Work to do:
Count the lines in the records below that contain the string "overcast", and reply with only that number.

Data supplied:
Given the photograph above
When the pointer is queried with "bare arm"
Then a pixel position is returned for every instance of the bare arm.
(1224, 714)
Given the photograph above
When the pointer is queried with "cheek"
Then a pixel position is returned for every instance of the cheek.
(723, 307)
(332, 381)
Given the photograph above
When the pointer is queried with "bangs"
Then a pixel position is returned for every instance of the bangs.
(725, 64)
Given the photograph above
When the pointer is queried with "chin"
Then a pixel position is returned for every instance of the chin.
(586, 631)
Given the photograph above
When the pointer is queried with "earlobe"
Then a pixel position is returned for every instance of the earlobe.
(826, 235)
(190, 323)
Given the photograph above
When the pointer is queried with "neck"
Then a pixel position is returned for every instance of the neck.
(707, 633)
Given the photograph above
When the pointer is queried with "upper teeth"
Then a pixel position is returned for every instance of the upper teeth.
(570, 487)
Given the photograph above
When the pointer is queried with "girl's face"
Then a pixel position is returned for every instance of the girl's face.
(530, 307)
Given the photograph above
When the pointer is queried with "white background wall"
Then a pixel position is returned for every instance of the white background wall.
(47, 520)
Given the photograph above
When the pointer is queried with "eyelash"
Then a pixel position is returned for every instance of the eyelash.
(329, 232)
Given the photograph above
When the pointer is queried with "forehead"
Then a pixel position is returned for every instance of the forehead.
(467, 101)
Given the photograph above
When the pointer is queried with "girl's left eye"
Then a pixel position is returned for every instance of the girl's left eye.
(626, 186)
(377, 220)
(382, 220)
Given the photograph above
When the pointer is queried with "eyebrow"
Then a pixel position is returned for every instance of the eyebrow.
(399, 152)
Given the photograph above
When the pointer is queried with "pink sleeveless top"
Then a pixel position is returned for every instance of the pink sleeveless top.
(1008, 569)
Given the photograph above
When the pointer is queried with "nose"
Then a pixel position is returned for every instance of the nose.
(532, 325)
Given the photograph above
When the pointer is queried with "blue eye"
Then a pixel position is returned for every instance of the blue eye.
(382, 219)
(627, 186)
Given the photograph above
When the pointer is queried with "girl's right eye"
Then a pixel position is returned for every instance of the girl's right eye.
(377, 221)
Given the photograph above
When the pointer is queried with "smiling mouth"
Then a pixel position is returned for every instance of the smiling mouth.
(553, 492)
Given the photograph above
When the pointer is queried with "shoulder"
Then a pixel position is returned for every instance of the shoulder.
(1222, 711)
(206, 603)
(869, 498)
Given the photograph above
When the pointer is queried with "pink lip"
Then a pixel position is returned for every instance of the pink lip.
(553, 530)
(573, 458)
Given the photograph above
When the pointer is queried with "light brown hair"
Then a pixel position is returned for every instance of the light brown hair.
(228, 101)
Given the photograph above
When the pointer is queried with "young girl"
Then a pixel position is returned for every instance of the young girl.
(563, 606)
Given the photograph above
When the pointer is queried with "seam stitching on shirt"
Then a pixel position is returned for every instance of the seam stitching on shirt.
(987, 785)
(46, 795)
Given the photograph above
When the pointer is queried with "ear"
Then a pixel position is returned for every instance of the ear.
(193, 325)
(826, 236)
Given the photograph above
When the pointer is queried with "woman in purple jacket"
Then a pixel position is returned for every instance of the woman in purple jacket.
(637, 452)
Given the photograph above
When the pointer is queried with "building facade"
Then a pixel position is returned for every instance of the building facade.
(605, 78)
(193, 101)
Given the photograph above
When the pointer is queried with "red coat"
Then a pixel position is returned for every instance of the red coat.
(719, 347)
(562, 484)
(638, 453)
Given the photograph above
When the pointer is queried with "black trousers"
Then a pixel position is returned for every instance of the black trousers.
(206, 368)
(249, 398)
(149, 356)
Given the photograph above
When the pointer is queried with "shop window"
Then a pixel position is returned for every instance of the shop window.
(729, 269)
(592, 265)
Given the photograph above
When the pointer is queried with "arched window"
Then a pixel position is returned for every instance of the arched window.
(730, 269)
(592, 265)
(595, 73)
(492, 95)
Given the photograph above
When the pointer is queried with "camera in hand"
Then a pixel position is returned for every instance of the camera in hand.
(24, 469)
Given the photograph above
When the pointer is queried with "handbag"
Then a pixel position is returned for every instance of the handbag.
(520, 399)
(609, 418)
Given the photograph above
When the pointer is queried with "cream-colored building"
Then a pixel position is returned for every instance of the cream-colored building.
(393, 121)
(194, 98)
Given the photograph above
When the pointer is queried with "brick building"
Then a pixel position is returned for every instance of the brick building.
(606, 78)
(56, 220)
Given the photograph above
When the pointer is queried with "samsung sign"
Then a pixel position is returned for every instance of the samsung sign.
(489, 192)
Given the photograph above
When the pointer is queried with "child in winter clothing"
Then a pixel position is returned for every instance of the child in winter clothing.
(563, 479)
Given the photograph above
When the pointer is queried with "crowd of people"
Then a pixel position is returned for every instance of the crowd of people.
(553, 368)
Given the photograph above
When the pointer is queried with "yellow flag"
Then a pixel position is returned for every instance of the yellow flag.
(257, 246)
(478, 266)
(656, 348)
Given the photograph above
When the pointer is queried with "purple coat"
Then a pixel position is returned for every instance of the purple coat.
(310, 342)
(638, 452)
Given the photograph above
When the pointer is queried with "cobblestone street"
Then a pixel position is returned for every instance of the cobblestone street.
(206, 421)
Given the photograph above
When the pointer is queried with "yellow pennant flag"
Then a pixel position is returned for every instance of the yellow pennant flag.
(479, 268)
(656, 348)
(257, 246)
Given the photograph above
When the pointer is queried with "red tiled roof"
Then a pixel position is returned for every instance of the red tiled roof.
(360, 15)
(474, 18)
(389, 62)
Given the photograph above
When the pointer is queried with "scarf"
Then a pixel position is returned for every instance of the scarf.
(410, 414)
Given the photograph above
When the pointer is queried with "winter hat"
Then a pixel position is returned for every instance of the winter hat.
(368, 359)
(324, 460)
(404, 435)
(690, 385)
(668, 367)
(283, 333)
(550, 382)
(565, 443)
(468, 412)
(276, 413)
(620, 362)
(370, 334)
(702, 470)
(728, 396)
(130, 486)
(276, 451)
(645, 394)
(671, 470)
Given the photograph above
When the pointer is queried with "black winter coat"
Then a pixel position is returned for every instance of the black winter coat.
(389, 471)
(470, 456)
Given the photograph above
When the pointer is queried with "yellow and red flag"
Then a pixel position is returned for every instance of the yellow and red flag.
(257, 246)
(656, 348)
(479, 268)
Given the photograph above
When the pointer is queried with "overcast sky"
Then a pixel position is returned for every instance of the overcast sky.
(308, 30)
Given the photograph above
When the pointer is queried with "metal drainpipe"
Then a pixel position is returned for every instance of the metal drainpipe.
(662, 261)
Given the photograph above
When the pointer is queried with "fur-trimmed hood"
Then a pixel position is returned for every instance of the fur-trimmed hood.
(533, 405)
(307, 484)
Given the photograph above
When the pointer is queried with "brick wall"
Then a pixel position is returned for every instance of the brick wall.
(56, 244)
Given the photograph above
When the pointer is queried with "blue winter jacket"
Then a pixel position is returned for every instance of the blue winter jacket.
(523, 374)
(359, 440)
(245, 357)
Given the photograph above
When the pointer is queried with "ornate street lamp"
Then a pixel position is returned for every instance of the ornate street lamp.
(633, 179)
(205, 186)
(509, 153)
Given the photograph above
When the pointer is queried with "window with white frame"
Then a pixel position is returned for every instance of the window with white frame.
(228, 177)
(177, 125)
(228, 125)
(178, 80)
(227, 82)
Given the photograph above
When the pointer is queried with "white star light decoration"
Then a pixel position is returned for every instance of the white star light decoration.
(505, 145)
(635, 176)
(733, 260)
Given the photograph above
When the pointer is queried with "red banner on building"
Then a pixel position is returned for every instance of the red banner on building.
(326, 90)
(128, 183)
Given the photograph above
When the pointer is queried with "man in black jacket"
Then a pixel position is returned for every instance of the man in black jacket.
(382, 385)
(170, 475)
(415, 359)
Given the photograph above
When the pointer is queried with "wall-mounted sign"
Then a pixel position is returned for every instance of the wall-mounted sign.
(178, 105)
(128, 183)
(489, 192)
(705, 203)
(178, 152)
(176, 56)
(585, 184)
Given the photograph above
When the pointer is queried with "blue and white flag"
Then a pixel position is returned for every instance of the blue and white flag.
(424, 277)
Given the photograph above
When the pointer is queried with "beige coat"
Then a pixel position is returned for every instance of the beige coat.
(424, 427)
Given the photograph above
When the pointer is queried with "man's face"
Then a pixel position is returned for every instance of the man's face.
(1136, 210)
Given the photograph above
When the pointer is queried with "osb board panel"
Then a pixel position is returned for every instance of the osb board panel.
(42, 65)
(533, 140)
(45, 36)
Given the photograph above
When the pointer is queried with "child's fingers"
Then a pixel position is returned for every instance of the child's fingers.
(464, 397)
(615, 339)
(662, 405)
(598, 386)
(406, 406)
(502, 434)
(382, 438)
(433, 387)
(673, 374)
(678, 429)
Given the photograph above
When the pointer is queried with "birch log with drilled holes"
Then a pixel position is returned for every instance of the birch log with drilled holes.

Response for this exercise:
2